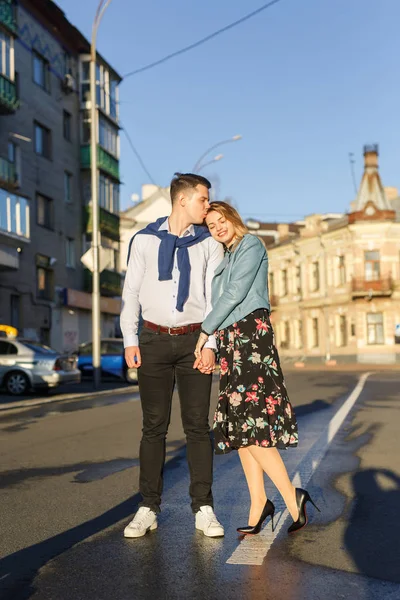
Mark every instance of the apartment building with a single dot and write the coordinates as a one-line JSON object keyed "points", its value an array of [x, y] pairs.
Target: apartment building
{"points": [[45, 184], [334, 282]]}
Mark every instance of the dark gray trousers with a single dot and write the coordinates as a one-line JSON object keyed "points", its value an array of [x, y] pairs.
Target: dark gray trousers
{"points": [[167, 360]]}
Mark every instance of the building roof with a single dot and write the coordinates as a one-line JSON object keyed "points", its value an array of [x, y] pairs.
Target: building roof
{"points": [[47, 11], [371, 188]]}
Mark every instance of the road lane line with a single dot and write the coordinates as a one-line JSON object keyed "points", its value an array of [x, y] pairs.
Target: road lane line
{"points": [[252, 550]]}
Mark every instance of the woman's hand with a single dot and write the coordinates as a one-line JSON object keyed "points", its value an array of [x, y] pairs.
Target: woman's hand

════════

▸ **Task prompt**
The expected output is every entry above, character for character, with no pictures.

▸ **Response**
Mark every instance of the apartment building with a single dot and write the coordinates as a one-line JSON object keyed "points", its value an array of [x, y] pairs.
Target: apartment building
{"points": [[45, 184], [334, 282]]}
Mark every instance of the dark gray trousers with a single dot and write the coordinates as a one-line JSON object keyed "points", its value an array of [x, y] pairs.
Target: dark gray trousers
{"points": [[167, 360]]}
Mark every instance of the building roof with a single dot and write the coordinates as a one-line JSON object keyed "points", its value an array of [x, y] pairs.
Target: building roof
{"points": [[47, 11], [371, 188]]}
Mark every instance of the road lane line with a single dot and write the coordinates as a one-line JSON object keyed "points", its value an array of [x, y] pairs.
Target: road lane line
{"points": [[252, 550]]}
Mark every instance of the woman's hand with a single dot and write the coordinates as a one-line JSON object keyed "points", its value an array of [x, y] pairs.
Target: woman's hand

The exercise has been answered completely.